** BEGIN Excerpted records **
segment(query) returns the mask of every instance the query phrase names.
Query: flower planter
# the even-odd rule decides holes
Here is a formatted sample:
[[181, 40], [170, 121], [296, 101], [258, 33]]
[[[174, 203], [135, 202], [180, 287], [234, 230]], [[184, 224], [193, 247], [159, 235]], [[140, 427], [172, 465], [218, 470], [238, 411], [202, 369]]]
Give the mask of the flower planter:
** END Excerpted records **
Aim: Reproduce the lines above, swapping every occurrence of "flower planter" for "plant pot" and leaving everything else untouched.

Result of the task:
segment(query) returns the mask of every instance the query phrase names.
Query: plant pot
# the even-odd rule decides holes
Here is a formatted sample:
[[181, 40], [170, 121], [296, 101], [258, 33]]
[[[174, 203], [135, 202], [180, 287], [234, 230]], [[184, 224], [193, 247], [159, 235]], [[140, 427], [172, 465], [218, 470], [238, 411], [202, 369]]]
Give the mask of the plant pot:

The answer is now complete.